# TRECHO FORNECIDO
● ● ● ● ● ● ●
A situação atual, para a Anisitia, é um empecilho no necessário diálogo com os Estados Unidos para o levantamento do embargo comercial de quase meio século contra a ilha.

 

A entidade instou o presidente Raúl Castro a permitir o monitoramento da situação dos direitos humanos por parte da ONU e outros grupos defensores das liberdades, enquanto Cuba se comprometeu a resistir à pressão internacional que busca mudar suas políticas de direitos humanos.

 

A Anistia Internacional divulgou o comunicado devido ao sétimo aniversário de uma operação do governo conhecida como "Primavera Negra", na qual foram presos 75 dissidentes cubanos em 18 de março de 2003.

 

"As damas de Branco", grupo formado por esposas e mães dos prisioneiros, foram repudiadas por partidários do governo enquanto faziam uma passeata pelas ruas de Havana para lembrar o aniversário das prisões.

 

O governo cubano tem sido duramente criticado pela comunidade internacional pelo seu tratamento aos direitos humanos após a morte de Orlando Zapata em 23 de fevereiro, um dissidente de 42 anos que fez uma greve de fome de 85 dias para protestar contras as condições carcerárias.

 

As críticas aumentaram após o dissidente Guillermo Fariñas iniciar um jejum há três semanas, em um protesto para pedir a liberdade de cerca de 26 presos políticos doentes.

 

Fariñas continua hospitalizado desde que desmaiou na semana passada e está sendo hidratado via intravenosa desde quinta-feira.

 

O governo cubano afirmou que não cederá às "chantagens" de dissidentes como Fariñas.
● ● ● ● ● ● ●
# INFORMAÇÕES EXTRAÍDAS
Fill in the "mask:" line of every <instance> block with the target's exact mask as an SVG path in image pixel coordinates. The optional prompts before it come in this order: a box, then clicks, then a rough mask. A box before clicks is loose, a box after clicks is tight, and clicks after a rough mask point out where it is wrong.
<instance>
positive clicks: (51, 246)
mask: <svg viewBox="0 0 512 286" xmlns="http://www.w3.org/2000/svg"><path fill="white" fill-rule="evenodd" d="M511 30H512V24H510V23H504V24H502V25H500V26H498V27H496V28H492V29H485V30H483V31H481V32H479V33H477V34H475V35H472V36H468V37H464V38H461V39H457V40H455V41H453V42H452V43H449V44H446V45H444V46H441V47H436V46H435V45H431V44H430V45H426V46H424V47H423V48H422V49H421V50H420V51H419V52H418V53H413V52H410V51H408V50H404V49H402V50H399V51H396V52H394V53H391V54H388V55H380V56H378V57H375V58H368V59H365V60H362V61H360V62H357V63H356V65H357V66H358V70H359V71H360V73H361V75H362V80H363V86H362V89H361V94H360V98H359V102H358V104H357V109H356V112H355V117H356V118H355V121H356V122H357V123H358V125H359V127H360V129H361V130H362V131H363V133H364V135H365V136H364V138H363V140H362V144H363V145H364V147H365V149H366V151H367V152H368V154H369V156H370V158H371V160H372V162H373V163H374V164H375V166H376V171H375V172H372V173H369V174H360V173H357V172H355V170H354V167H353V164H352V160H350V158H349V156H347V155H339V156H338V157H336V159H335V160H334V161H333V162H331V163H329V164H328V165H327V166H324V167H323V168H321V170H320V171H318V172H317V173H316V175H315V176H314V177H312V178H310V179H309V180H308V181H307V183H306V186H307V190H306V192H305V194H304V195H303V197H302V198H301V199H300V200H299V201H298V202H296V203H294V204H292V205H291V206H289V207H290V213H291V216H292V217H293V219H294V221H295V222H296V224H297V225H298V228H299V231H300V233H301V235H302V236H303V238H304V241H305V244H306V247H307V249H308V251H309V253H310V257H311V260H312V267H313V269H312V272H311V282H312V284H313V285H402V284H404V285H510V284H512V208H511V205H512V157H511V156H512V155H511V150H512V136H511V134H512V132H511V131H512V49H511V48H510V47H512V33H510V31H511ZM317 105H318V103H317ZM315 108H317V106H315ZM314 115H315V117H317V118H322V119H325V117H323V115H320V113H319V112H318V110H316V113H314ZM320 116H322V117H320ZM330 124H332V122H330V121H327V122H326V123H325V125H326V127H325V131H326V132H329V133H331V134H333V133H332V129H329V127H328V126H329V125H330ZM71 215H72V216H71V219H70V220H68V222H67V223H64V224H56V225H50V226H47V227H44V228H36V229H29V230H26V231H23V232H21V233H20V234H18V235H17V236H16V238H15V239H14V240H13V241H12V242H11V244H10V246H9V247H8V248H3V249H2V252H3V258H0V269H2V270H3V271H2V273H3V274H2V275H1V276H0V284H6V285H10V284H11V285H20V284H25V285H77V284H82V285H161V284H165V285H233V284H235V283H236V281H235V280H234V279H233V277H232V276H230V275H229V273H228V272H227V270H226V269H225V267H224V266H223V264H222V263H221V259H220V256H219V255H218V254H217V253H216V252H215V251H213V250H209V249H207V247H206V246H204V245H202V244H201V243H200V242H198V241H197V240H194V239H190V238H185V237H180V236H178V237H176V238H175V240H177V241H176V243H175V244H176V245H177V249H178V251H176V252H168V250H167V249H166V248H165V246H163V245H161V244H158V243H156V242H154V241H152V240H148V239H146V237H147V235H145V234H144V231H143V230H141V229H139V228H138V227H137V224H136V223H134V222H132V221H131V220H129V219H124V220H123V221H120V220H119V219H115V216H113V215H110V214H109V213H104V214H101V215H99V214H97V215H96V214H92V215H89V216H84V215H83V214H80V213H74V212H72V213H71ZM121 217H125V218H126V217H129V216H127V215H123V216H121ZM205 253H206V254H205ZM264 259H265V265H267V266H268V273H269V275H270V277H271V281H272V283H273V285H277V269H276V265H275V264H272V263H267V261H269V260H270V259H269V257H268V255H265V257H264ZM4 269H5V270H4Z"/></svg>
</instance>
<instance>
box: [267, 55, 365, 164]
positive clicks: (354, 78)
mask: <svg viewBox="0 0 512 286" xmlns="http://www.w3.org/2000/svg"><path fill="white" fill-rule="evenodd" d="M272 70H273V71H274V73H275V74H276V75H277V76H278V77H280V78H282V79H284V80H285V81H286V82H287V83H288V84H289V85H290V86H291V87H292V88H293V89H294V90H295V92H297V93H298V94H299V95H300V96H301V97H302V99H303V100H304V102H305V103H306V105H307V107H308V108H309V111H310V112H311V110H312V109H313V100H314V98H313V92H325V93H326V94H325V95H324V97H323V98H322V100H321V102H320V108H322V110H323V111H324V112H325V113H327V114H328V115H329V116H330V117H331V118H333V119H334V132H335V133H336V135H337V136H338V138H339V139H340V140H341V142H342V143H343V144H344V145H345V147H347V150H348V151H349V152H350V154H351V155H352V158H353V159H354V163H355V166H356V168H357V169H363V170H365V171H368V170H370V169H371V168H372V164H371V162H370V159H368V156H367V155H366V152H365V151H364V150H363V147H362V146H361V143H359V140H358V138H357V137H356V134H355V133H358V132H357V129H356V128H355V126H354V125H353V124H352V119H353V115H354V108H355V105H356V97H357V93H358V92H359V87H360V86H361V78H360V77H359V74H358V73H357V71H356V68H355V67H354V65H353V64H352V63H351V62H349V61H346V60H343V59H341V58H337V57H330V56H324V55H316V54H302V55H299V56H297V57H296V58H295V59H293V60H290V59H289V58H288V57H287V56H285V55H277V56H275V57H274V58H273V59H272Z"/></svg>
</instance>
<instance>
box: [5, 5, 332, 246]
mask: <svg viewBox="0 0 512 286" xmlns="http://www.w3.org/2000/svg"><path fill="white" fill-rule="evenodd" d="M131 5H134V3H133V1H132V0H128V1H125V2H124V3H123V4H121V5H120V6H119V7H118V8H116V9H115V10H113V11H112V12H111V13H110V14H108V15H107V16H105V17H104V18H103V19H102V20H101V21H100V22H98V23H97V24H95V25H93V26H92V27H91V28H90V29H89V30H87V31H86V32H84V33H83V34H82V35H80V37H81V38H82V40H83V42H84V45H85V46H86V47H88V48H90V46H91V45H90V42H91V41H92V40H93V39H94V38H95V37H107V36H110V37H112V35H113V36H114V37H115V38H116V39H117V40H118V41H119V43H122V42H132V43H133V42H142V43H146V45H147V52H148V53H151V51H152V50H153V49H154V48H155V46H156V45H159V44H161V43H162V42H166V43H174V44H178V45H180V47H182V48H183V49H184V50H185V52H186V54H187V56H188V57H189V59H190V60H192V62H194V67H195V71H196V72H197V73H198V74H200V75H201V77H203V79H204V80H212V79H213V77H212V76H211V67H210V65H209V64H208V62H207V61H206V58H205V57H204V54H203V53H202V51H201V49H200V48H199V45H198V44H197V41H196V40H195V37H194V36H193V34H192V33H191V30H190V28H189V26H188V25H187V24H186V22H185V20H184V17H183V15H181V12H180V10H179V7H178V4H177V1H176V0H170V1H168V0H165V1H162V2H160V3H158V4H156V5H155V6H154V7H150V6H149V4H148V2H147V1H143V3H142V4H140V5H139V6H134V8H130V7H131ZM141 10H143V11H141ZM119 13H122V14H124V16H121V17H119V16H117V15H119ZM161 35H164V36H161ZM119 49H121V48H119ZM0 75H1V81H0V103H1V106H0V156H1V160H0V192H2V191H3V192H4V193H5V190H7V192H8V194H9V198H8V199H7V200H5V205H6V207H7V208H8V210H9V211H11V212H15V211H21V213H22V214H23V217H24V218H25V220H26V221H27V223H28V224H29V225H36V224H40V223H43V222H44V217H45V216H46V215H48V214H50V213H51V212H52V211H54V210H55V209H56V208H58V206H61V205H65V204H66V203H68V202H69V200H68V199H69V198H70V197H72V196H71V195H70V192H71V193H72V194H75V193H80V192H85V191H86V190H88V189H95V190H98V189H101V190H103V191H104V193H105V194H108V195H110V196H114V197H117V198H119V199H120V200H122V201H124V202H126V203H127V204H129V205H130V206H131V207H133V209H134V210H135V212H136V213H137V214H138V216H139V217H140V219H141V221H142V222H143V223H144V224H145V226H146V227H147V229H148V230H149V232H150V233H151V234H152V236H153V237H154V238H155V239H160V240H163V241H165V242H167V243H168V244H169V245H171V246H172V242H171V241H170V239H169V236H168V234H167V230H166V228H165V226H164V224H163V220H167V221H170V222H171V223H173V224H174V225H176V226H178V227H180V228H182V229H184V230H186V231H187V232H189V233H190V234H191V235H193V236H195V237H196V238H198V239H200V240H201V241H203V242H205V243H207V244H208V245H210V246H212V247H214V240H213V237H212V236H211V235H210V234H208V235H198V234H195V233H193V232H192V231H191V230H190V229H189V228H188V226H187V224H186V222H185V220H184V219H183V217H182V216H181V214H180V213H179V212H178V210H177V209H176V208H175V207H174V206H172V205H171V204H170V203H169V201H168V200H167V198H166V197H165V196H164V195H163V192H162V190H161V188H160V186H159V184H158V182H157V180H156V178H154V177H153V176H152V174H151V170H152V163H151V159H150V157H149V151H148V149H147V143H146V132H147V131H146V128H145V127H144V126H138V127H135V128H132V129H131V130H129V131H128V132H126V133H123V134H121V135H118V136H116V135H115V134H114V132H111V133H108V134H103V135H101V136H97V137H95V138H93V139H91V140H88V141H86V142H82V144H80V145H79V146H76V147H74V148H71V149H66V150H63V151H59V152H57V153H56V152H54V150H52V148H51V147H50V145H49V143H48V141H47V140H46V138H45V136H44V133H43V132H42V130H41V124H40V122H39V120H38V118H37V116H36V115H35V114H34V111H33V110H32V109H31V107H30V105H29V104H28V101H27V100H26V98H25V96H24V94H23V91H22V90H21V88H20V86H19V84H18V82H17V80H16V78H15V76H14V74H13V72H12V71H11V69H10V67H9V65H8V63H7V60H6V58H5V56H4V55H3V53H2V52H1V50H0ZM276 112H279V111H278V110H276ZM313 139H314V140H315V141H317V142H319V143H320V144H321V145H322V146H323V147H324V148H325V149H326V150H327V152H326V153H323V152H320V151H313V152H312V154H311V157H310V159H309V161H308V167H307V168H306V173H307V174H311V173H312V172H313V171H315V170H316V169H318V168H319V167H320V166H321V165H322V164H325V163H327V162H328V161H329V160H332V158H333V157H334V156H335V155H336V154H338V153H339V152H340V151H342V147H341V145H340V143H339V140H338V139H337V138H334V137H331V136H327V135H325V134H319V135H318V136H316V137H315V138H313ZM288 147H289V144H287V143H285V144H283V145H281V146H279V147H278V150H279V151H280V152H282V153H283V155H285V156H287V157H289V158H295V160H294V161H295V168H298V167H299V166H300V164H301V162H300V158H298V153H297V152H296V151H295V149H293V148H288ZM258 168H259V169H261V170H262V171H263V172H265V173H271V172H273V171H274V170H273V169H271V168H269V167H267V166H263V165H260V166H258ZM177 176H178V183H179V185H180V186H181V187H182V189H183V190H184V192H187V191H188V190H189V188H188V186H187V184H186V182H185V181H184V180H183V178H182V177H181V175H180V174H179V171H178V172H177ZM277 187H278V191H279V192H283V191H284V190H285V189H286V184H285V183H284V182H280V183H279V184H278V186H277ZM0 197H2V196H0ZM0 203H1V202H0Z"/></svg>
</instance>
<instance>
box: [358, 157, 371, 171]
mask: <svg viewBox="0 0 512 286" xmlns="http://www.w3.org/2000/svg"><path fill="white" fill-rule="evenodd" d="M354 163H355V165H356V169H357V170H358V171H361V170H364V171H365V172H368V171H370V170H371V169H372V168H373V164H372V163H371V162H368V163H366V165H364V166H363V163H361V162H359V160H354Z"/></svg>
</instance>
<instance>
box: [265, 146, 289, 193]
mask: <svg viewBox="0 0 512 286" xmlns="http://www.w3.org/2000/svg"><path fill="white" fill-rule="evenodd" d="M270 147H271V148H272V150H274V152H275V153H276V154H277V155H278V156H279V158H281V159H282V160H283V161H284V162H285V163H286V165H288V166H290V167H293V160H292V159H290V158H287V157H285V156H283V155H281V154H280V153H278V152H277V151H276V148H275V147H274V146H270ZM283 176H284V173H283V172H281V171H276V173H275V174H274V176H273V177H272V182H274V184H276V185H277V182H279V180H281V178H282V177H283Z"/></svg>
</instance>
● ● ● ● ● ● ●
# A TAREFA
Transcreva na íntegra o trecho sobre os direitos humanos em Cuba, sem mudar nenhuma palavra.

# RESPOSTA À TAREFA
A situação atual, para a Anisitia, é um empecilho no necessário diálogo com os Estados Unidos para o levantamento do embargo comercial de quase meio século contra a ilha.

 

A entidade instou o presidente Raúl Castro a permitir o monitoramento da situação dos direitos humanos por parte da ONU e outros grupos defensores das liberdades, enquanto Cuba se comprometeu a resistir à pressão internacional que busca mudar suas políticas de direitos humanos.

 

A Anistia Internacional divulgou o comunicado devido ao sétimo aniversário de uma operação do governo conhecida como "Primavera Negra", na qual foram presos 75 dissidentes cubanos em 18 de março de 2003.

 

"As damas de Branco", grupo formado por esposas e mães dos prisioneiros, foram repudiadas por partidários do governo enquanto faziam uma passeata pelas ruas de Havana para lembrar o aniversário das prisões.

 

O governo cubano tem sido duramente criticado pela comunidade internacional pelo seu tratamento aos direitos humanos após a morte de Orlando Zapata em 23 de fevereiro, um dissidente de 42 anos que fez uma greve de fome de 85 dias para protestar contras as condições carcerárias.

 

As críticas aumentaram após o dissidente Guillermo Fariñas iniciar um jejum há três semanas, em um protesto para pedir a liberdade de cerca de 26 presos políticos doentes.

 

Fariñas continua hospitalizado desde que desmaiou na semana passada e está sendo hidratado via intravenosa desde quinta-feira.

 

O governo cubano afirmou que não cederá às "chantagens" de dissidentes como Fariñas.